Pecaría yo si prescindiera de recordar al humorista. Volcábase el relampagueo de su talento en ironías acerbas, desquite de su ineptitud para la batalla mesocrática. Al hablar de sus modelos de los dos sexos, que se jactaban ante él de la perfección de sus formas, reía con su risa batiente, retorciéndose en el asiento, a la manera del que padece un cólico. Un día me detuvo frente a un escaparate, y a gritos, según su costumbre, me indicó el retrato de un actor de cine, con estas apostillas textuales: “Mire usted esa cara. ¿Por qué con ella se meten de actores? Es como si yo me pusiera a hacer gestos con la espalda.” De un sujeto que blasonaba de la austeridad del matrimonio y de los ojos seráficos con que veía a la esposa, decía que sólo faltaba que el caballero, al ir a acostarse, se arrodillara ante su suegra pidiéndole la bendición. En una fiesta teatral, después de examinar sin descanso a una señora en extremo flaca, escotada hasta la cintura, declaró que jamás hubiera creído que los rayos X pudieran escotarse. Privilegiado en sus dotes analíticas, cogía al vuelo la deformidad íntima y externa de las gentes. A sus habituales, nos escarnecía a mansalva, con el regocijo del niño que conoce de antemano la impunidad. En cuanto a sus propias fallas, las ocultaba con escrúpulo, pues el terror a lo chusco le sirvió de guía infalible, ya para sostener la seriedad peregrina de su obra, ya para defenderse del roce con los personajes de mal gusto, aun a costa de su bienestar. No le era grato el tema de sus inclinaciones supersticiosas. Como los toreros, juzgaba que hay trajes de mala sombra; no traspasaba el umbral de la Escuela de Bellas Artes sin cierto arreglo cabalístico de los pies, y cuando leía, metido en su lecho, los dramas de Maetelinck, a los quince minutos de lectura estaba ya trasudando de miedo. Los duendes y los trasgos se confabulaban para tomar venganza en él de los registros positivos de su paleta.

Falto de vanidad y sobrado de orgullo, en sus dos talleres sombríos de sus dos casas de Mesones, pintó, cual si decorase las paredes de un pozo, la equivalencia de medio siglo de tarea. Su segunda casa de dicha calle no presenció más que el epílogo de la vasta empresa.

Izando su bandera puertas a dentro, si con ello daba un ejemplo singular de continencia, incapacitábase para imitar a los pianistas que gobiernan a Polonia y a los literatos acuartelados en Fiume. Más aún: apenas desarrolló el sacrificio indispensable para ganarse el pan de cada día. La vergüenza con que ejerció, su religiosa vergüenza, esplende sobre los fulleros que tratan al Arte como quincalla. Él lo practicó honrando la sangre y el fósforo de que estaba amasado, la angustia que lo anima, las manos de la Humanidad que lo moldea y la gracia punzante que lo corona, cual la cruz nacida sobre la cabeza de las palomas en las lápidas venecianas. Sumiso y altivo, alentaba en él la duplicidad adriática que puso a un embajador de la República el sobrenombre de Perro, porque enviado a conseguir el perdón del Papa, y habiéndose negado éste a recibirlo, se escabulló hasta su refectorio, y allí, echado a los pies pontificales, imploró, con agravio de la política de los tritones excomulgados, quienes discurrieron que había rogado en exceso.
───
Instrucción A: Por favor, transcribe del fragmento la parte que empieza en "Falto de vanidad" y termina en "la vasta empresa.".
Instrucción B: Según el fragmento, ¿qué declaró el humorista en una fiesta teatral después de examinar a una señora en extremo flaca?
Instrucción C: Indica si cada afirmación concuerda con el fragmento y cita las palabras que lo deciden: (i) Leía en su lecho los dramas de Maetelinck sin sentir miedo. (ii) Pintó en los talleres de sus dos casas de Mesones. (iii) Le agradaba hablar de sus inclinaciones supersticiosas.
Las filas que siguen son material independiente del fragmento.

Filas extraídas:
───
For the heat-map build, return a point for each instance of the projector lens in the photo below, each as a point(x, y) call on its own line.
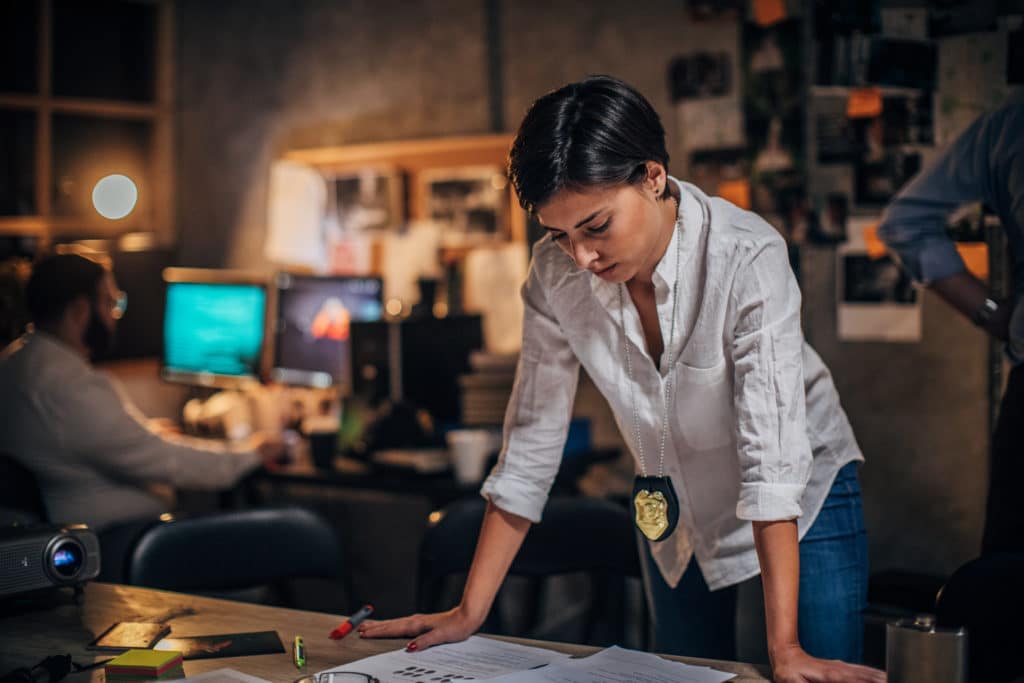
point(67, 558)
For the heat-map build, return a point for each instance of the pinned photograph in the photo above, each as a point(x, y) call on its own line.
point(877, 300)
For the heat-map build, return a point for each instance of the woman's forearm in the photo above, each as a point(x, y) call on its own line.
point(501, 536)
point(778, 552)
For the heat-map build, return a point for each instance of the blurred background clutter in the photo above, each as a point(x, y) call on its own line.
point(306, 205)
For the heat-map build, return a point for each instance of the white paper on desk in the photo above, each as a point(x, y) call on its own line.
point(475, 658)
point(221, 676)
point(615, 665)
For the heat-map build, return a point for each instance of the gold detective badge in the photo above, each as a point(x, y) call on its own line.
point(652, 513)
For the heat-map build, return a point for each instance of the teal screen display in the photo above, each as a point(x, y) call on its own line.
point(214, 329)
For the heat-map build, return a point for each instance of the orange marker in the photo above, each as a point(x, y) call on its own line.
point(351, 623)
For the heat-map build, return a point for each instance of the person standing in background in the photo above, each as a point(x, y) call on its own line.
point(984, 164)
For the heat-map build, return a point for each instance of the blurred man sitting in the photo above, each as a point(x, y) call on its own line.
point(87, 444)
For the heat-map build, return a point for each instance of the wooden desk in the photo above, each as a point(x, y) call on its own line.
point(66, 628)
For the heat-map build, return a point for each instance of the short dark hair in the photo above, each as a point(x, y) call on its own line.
point(598, 131)
point(58, 280)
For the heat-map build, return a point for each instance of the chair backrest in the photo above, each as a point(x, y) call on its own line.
point(576, 534)
point(235, 550)
point(20, 498)
point(986, 596)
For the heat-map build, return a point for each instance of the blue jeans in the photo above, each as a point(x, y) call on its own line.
point(693, 621)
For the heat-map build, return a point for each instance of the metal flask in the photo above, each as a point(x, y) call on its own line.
point(916, 651)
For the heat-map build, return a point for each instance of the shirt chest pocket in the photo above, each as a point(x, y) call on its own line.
point(704, 406)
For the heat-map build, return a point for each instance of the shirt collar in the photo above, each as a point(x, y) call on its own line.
point(53, 345)
point(687, 228)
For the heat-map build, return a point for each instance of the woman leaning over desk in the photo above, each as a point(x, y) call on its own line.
point(683, 310)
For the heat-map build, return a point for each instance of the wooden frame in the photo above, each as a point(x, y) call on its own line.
point(161, 219)
point(416, 157)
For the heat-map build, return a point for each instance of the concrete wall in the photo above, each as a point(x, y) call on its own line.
point(258, 77)
point(920, 412)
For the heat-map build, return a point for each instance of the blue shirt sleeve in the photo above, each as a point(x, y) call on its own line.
point(971, 170)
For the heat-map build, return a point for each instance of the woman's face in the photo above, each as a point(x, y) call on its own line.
point(612, 231)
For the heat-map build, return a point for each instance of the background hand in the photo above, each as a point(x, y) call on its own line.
point(426, 630)
point(796, 666)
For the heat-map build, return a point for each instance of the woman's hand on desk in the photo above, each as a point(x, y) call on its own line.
point(796, 666)
point(426, 630)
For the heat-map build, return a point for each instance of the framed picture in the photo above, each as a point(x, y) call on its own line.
point(470, 204)
point(366, 200)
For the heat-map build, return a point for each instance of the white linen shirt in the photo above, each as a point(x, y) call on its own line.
point(756, 432)
point(85, 442)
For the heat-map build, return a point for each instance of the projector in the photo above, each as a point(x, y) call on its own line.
point(43, 556)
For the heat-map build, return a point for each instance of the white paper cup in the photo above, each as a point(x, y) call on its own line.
point(469, 450)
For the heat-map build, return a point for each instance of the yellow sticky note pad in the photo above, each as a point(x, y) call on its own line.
point(872, 245)
point(975, 255)
point(767, 12)
point(737, 191)
point(864, 103)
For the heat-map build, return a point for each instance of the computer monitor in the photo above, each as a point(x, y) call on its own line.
point(312, 336)
point(214, 327)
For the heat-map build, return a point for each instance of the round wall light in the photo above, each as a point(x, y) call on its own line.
point(115, 197)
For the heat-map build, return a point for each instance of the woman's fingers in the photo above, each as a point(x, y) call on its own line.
point(407, 627)
point(446, 630)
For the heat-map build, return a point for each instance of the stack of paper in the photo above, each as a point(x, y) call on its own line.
point(144, 666)
point(485, 392)
point(496, 660)
point(615, 665)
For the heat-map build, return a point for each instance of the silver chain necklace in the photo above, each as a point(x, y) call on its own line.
point(666, 350)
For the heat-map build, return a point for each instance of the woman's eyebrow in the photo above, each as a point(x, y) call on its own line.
point(582, 222)
point(589, 218)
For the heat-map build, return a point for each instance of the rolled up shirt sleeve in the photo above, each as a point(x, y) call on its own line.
point(539, 411)
point(914, 223)
point(767, 352)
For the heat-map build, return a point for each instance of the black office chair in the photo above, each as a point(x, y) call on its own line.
point(576, 535)
point(20, 498)
point(986, 596)
point(245, 554)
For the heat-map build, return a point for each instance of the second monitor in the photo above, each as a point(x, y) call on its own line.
point(313, 327)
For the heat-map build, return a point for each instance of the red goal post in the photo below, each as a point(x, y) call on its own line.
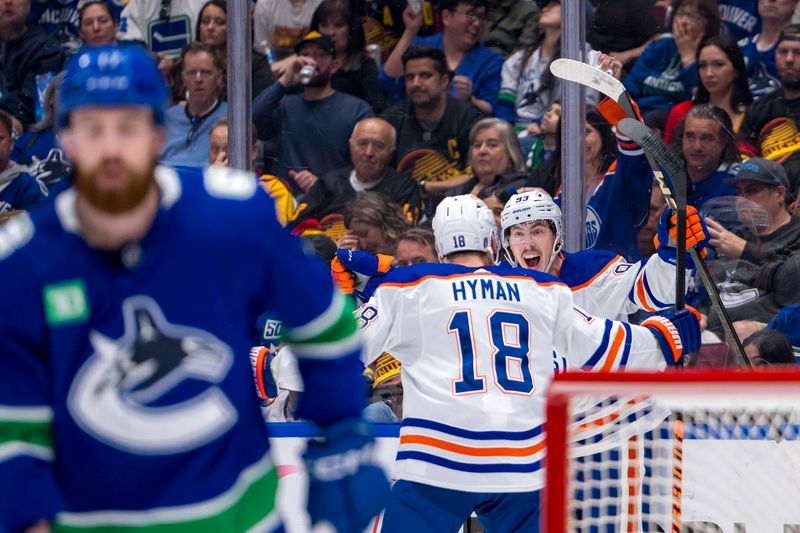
point(691, 450)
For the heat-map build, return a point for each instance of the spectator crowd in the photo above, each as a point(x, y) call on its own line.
point(367, 113)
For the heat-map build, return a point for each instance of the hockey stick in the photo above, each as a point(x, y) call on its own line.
point(585, 74)
point(653, 144)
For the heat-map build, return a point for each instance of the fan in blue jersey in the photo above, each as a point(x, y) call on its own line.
point(478, 345)
point(125, 393)
point(602, 282)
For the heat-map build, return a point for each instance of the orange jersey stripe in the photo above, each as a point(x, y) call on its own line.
point(469, 450)
point(614, 352)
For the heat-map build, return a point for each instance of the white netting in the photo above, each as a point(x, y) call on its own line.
point(738, 464)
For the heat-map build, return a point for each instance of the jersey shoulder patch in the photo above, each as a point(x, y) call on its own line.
point(581, 268)
point(229, 183)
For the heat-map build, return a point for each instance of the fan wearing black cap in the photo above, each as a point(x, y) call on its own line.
point(312, 127)
point(770, 235)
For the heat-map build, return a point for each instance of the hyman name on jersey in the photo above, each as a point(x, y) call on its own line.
point(485, 289)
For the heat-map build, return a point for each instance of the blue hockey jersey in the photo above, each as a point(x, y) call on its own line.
point(126, 396)
point(19, 190)
point(740, 17)
point(658, 79)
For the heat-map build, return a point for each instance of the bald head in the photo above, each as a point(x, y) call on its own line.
point(371, 147)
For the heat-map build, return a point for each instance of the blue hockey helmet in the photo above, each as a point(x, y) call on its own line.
point(114, 75)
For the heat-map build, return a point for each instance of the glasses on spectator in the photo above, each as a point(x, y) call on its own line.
point(201, 73)
point(192, 134)
point(472, 17)
point(103, 20)
point(694, 16)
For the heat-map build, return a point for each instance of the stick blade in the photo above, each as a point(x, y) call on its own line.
point(585, 74)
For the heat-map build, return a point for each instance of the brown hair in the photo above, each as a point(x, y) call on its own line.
point(377, 209)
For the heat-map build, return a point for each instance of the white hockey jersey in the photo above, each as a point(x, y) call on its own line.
point(478, 348)
point(607, 286)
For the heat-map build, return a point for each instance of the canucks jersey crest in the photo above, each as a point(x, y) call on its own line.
point(131, 393)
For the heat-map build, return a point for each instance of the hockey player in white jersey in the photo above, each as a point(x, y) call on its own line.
point(602, 282)
point(478, 346)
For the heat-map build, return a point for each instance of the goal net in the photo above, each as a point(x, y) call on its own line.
point(694, 451)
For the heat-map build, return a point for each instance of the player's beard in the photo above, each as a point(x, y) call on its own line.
point(121, 199)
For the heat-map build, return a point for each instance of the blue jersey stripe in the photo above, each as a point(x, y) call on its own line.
point(598, 354)
point(466, 467)
point(476, 435)
point(628, 341)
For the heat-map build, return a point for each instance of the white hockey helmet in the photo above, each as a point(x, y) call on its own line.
point(528, 207)
point(464, 223)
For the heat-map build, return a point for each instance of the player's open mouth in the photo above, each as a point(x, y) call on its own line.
point(531, 260)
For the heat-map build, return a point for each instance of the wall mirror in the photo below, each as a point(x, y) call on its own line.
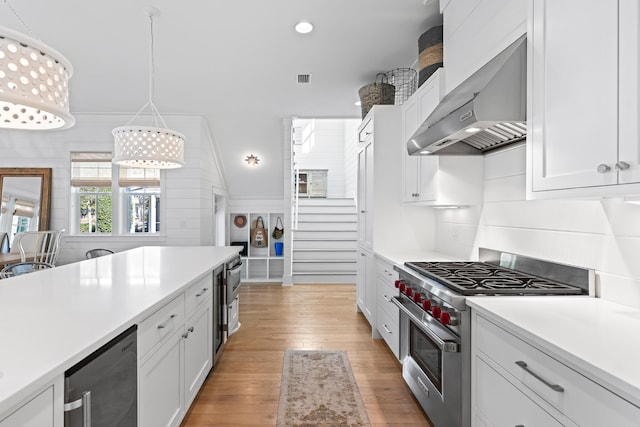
point(26, 199)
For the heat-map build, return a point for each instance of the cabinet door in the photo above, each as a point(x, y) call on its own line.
point(574, 99)
point(629, 143)
point(365, 195)
point(197, 352)
point(498, 403)
point(161, 383)
point(38, 412)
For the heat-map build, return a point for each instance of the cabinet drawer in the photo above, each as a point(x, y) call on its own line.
point(390, 331)
point(198, 293)
point(498, 402)
point(386, 270)
point(580, 399)
point(160, 325)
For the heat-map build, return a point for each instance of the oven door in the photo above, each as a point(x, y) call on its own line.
point(234, 270)
point(431, 364)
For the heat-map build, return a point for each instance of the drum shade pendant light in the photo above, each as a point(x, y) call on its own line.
point(34, 83)
point(153, 146)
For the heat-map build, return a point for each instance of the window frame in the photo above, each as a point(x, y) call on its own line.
point(118, 205)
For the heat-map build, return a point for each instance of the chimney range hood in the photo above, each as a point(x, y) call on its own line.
point(486, 111)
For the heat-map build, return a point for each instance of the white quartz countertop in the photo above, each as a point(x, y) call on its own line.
point(400, 256)
point(52, 319)
point(597, 338)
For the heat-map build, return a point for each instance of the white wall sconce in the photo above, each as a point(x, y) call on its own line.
point(252, 160)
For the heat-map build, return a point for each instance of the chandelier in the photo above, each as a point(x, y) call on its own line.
point(153, 146)
point(34, 83)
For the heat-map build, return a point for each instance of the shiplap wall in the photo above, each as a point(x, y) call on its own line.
point(328, 152)
point(188, 192)
point(602, 234)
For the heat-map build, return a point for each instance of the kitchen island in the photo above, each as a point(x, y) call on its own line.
point(51, 320)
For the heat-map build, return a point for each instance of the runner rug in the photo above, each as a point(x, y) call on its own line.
point(318, 388)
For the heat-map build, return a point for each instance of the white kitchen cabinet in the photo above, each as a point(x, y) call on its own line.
point(197, 351)
point(175, 355)
point(379, 201)
point(365, 285)
point(503, 362)
point(388, 312)
point(37, 412)
point(583, 119)
point(474, 31)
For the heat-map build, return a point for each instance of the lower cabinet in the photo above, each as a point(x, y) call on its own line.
point(37, 412)
point(388, 312)
point(172, 371)
point(161, 385)
point(366, 285)
point(515, 383)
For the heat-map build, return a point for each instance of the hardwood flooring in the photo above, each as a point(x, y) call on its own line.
point(245, 386)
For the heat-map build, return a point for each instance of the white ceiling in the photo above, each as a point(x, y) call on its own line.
point(233, 61)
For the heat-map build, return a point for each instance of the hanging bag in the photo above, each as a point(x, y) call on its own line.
point(278, 230)
point(259, 235)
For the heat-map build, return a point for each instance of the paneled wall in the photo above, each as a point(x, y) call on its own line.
point(603, 234)
point(188, 193)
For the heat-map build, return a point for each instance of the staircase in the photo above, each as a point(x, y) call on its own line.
point(324, 243)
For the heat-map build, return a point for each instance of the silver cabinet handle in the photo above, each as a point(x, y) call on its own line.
point(86, 409)
point(85, 403)
point(554, 387)
point(620, 166)
point(164, 325)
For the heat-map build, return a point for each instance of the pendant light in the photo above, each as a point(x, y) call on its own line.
point(34, 83)
point(153, 146)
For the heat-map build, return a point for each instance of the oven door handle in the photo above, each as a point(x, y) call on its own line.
point(445, 346)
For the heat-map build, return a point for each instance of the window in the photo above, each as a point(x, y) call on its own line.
point(109, 199)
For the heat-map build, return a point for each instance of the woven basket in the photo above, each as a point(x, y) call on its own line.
point(430, 48)
point(376, 93)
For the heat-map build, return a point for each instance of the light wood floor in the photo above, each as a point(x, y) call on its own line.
point(245, 386)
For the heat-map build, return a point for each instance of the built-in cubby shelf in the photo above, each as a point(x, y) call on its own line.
point(259, 264)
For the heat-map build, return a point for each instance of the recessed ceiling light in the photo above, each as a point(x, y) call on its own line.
point(304, 27)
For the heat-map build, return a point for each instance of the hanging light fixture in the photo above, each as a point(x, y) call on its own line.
point(153, 146)
point(34, 83)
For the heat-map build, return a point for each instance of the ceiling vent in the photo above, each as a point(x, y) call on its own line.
point(304, 78)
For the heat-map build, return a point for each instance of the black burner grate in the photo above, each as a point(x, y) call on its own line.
point(479, 278)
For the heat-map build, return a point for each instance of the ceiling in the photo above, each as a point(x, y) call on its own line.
point(235, 62)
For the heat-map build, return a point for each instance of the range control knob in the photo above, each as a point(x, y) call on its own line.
point(445, 318)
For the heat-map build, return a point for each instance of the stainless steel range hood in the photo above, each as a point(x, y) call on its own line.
point(486, 111)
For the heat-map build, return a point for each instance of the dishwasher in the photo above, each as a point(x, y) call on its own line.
point(102, 389)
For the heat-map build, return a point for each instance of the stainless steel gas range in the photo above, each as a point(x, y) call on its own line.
point(435, 323)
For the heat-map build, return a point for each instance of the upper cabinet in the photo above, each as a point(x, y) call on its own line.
point(474, 31)
point(582, 115)
point(436, 180)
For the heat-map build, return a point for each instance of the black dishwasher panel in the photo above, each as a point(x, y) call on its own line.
point(102, 389)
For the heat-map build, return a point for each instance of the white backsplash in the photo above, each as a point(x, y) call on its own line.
point(602, 234)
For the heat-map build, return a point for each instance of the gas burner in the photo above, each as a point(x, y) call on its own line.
point(481, 278)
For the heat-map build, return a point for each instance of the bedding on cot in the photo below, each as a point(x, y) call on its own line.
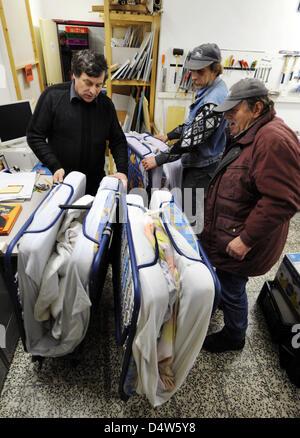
───
Respuesta completa A:
Falto de vanidad y sobrado de orgullo, en sus dos talleres sombríos de sus dos casas de Mesones, pintó, cual si decorase las paredes de un pozo, la equivalencia de medio siglo de tarea. Su segunda casa de dicha calle no presenció más que el epílogo de la vasta empresa.

Respuesta completa B: Declaró que jamás hubiera creído que los rayos X pudieran escotarse.

Respuesta completa C:
(i) No: "a los quince minutos de lectura estaba ya trasudando de miedo".
(ii) Sí: "en sus dos talleres sombríos de sus dos casas de Mesones, pintó".
(iii) No: "No le era grato el tema de sus inclinaciones supersticiosas".